(Stored data entries)

[Start of section]

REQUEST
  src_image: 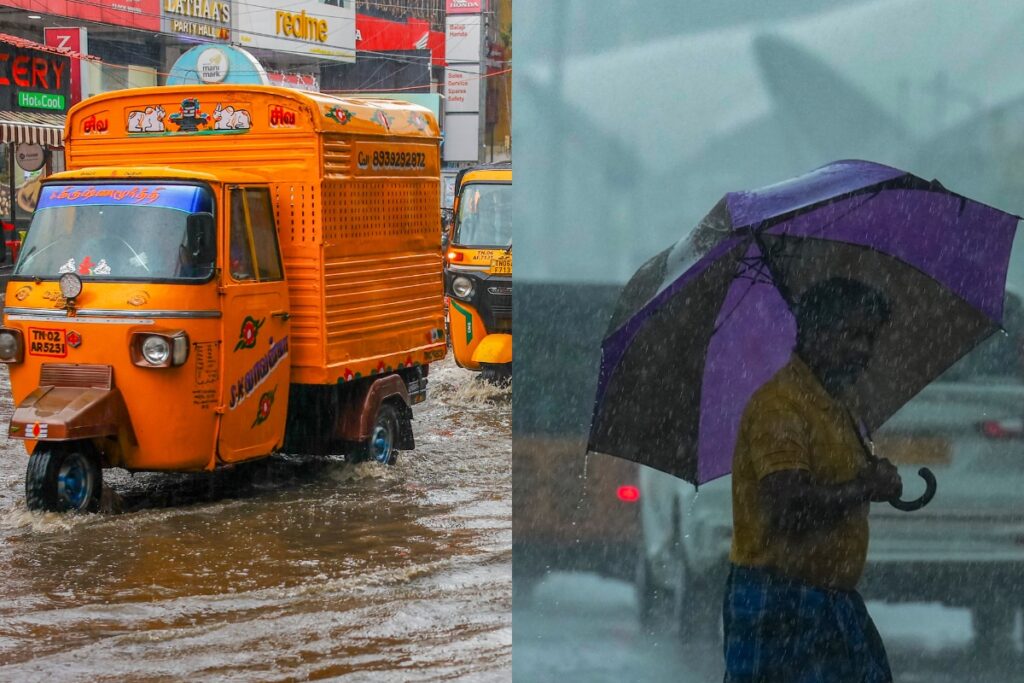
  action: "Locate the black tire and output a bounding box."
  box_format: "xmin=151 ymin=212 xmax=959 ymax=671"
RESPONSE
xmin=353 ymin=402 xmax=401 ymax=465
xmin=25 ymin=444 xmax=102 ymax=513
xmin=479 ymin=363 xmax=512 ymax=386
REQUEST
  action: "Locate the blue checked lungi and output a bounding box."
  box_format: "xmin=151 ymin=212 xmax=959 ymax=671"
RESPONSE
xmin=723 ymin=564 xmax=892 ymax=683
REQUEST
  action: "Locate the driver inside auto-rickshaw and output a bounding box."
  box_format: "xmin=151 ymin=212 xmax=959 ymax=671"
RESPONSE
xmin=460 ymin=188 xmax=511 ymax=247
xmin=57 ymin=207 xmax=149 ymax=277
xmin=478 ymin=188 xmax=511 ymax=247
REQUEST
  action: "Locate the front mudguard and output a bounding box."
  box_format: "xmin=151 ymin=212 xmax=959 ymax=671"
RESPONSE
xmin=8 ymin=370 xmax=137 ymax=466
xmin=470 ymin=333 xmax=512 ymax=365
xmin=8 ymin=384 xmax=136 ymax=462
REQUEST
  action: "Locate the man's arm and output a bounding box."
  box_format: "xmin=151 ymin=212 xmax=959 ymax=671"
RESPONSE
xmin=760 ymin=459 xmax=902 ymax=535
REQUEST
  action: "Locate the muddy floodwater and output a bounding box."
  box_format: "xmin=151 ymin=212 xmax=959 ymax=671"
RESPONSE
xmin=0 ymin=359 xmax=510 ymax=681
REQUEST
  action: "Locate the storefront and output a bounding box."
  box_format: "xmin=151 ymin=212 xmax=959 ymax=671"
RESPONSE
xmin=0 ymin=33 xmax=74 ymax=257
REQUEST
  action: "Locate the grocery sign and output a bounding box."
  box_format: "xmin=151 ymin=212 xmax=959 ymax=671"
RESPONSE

[End of section]

WHAT IS EXPECTED |
Set down all the lines above exactly as they appear, with no pictures.

REPLY TO THE TASK |
REQUEST
  src_image: 
  action: "Locate the black tire and output a bounding box."
  box_format: "xmin=151 ymin=212 xmax=959 ymax=671"
RESPONSE
xmin=353 ymin=402 xmax=401 ymax=465
xmin=25 ymin=444 xmax=102 ymax=513
xmin=479 ymin=363 xmax=512 ymax=386
REQUEST
  action: "Locate the blue checked lungi and output a bounding box."
  box_format: "xmin=151 ymin=212 xmax=959 ymax=671"
RESPONSE
xmin=723 ymin=564 xmax=892 ymax=683
REQUEST
  action: "Locate the driver inside auto-rickshaw and output a bounding box."
  box_format: "xmin=151 ymin=212 xmax=959 ymax=671"
RESPONSE
xmin=460 ymin=188 xmax=511 ymax=247
xmin=57 ymin=207 xmax=149 ymax=277
xmin=478 ymin=188 xmax=511 ymax=247
REQUEST
  action: "Locate the front mudguard and output a bounding box."
  box_format: "xmin=151 ymin=212 xmax=959 ymax=671"
RESPONSE
xmin=8 ymin=370 xmax=137 ymax=466
xmin=470 ymin=333 xmax=512 ymax=365
xmin=8 ymin=384 xmax=136 ymax=462
REQUEST
  action: "Locate the man's arm and output a bounding box."
  box_format: "xmin=151 ymin=212 xmax=959 ymax=671"
RESPONSE
xmin=760 ymin=459 xmax=902 ymax=535
REQUEST
  action: "Locate the muddy floodwater and output a bounding box."
  box_format: "xmin=151 ymin=212 xmax=959 ymax=671"
RESPONSE
xmin=0 ymin=359 xmax=510 ymax=681
REQUEST
  action: "Locate the storefront and output a bounding box."
  box_format: "xmin=151 ymin=212 xmax=959 ymax=671"
RESPONSE
xmin=0 ymin=33 xmax=74 ymax=257
REQUEST
  action: "Locate the grocery sign and output a bounding box."
  box_format: "xmin=151 ymin=212 xmax=959 ymax=671"
RESPONSE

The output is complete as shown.